#### PAGE EXCERPT:
BEGIN

# Armenian: Sabian



## Ovnilab

I've been told that this writing is Armenian.  What does it say?  Is it a name or a phrase?  Is it a transliteration in Armenian script from another language?

Thank you!


----------



## Panceltic

Looks a bit like *Սասկիա = Saskia* to me, but I'm not sure. It appears to be a name or a signature.


----------



## Ovnilab

Thanks, but it turns out to be "Sabian" written by a Western Armenian.


----------



## Panceltic

I see. I thought of *պ* too, but there is one stroke too many so I thought it was *սկ*.  The final *ն* is very artistically developed!


----------



## Gavril

Interesting -- the standard ways of writing the Armenian name-suffix -_ian_ are -*եան* (in the Western Armenian orthography) or -*յան* (in the Eastern). I have never seen the variant -*իան*, as written on that cymbal, but then again I'm not an expert.


----------



## DarkChild

It's the opposite.


----------



## Gavril

No, it isn't. For example, here is a page from Armenia's government website (therefore written in Eastern Armenian) about the former president, Robert Kocharyan. You can see that the page spells his last name "Քոչար*յան*".

In Western Armenian writing, the letter *յ *does not even represent the sound "y", as far as I can recall, but rather the sound "h": for example, the Armenian equivalent of _Jesus_ is written *Յ*իսուս (with initial *յ*) in Western and *Հ*իսուս (with initial* հ*) in Eastern, but pronounced [hi'sus] in both.


----------

END

#### COLLECTED MATERIAL:
BEGIN

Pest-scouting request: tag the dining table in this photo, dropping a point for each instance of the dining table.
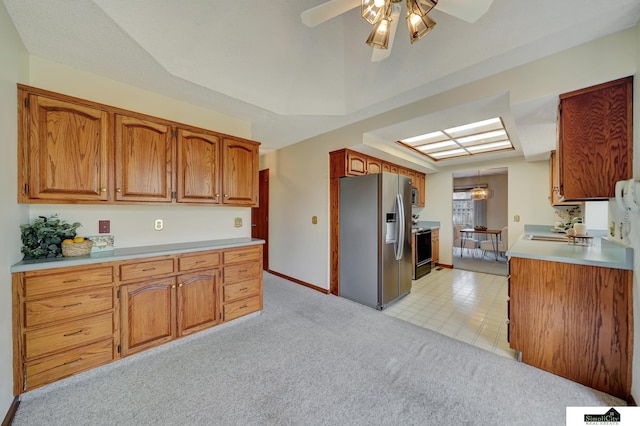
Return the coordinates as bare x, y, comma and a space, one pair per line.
494, 235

END

#### TASK LIST:
(a) Answer these questions using the thread about the Armenian writing:
(i) What name did Panceltic first think the writing resembled?
(ii) According to Ovnilab, who wrote "Sabian"?
(iii) How is the Armenian equivalent of Jesus pronounced in both Western and Eastern Armenian?
(b) Quote the thread word for word, starting at "I've been told" and ending at "from another language?".
The data here was taken from a different source than the thread.

#### RESPONSES TO THE EXERCISE:
(a)
(i) Saskia (Սասկիա).
(ii) A Western Armenian.
(iii) [hi'sus].

(b)
I've been told that this writing is Armenian.  What does it say?  Is it a name or a phrase?  Is it a transliteration in Armenian script from another language?